● Reading text
NCLB sets very high education standards for instructional paraprofessionals in federal Title I programs.

The law allows districts to look at paras’ on-the-job skill in deciding whether they’re qualified, but many districts didn’t take the trouble to do that. Instead, they forced many time-pressed and money-strapped paras to take courses or pass tests in order to keep their jobs.

 “Can you imagine asking a 20-year veteran paraprofessional to take a test, and if they fail, they lose their job?” asks Stanhope, New Jersey, paraprofessional Elise Falleni. “NCLB has created a lot of fear and anxiety.”

Falleni says New Jersey paras are being judged primarily through a test that does not consider work experience or knowledge of student behavior.

“The law doesn’t measure the ways [paras] work with students who are disrupting the class, or who are hyper, autistic, or physically challenged,” says Falleni.

She says many paras have second jobs and were unable to return to school to get an associate’s degree, especially since most school districts didn’t offer tuition assistance.

But Seattle para Yvonne Miller-Boyd had a better experience. District officials there worked together with the Seattle Education Association and “made professional development a focal point,” she reports. Meeting the new requirements, she adds, has boosted the paras’ self-esteem.

Now, says Miller-Boyd, the district should acknowledge the paras’ higher skills by paying them more.

He's Teacher-of-the-Year, But Not 'Hightly Qualified'

Educators don’t want unqualified people teaching, but who is “highly qualified”? That issue loomed large at the start of NCLB when thousands of veteran teachers were suddenly told their years of successful experience didn’t matter and they’d have to go back to school or take a test to prove themselves. Although some big problems remain, NEA affiliates and state officials hammered out workable solutions for most situations. But the case of Montana science teacher Jon Runnalls showed how far off the mark federal bureaucrats can be.

“In 2003, I was selected as Montana Teacher of the Year,” he says, “but through the eyes of the people in Washington, D.C., I was unqualified!

“I teach general science at Helena Middle School. They felt that if I do plants, I should have a degree in botany. When I’m teaching kids about plate tectonics, I should have a degree in geology. To do a chemistry experiment, I need a degree in chemistry.

“We’re all for highly qualified teachers,” says Runnalls, “but there has to be some kind of flexibility. A one-room schoolhouse in Montana is not the same as a classroom in Chicago. We used to determine by ourselves who was highly qualified or not, but now we’ve lost that local control.”

Fortunately, things are getting better, he says.

“We pushed for a combination of measurements in Montana—including an assessment by a supervising teacher and a Praxis-like subject test—to determine whether a teacher is highly qualified. So, I believe now I’m ‘highly qualified.’ That’s kind of nice.”

● Rows
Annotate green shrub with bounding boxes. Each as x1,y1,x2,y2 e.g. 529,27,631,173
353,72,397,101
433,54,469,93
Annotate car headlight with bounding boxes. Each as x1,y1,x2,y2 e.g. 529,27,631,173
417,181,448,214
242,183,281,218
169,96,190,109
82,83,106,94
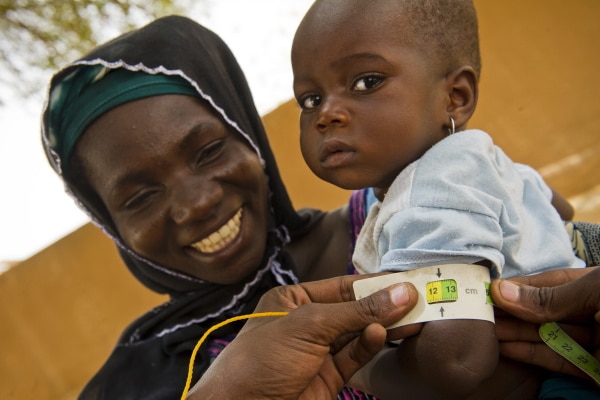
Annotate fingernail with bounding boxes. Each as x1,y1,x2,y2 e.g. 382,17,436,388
390,283,408,306
500,281,519,302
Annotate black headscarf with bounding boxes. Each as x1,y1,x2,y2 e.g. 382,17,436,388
42,16,322,399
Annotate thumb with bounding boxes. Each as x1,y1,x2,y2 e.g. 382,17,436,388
333,283,418,382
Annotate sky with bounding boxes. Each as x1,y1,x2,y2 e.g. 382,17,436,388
0,0,312,271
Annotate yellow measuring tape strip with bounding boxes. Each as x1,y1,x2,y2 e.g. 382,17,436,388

● Jobs
#1 In the NCLB text, at which school does Jon Runnalls teach general science?
#2 Name every subject in which, according to the NCLB text, Runnalls was told he should hold a degree.

● Solutions to each task
#1 Helena Middle School

#2 Botany, geology, chemistry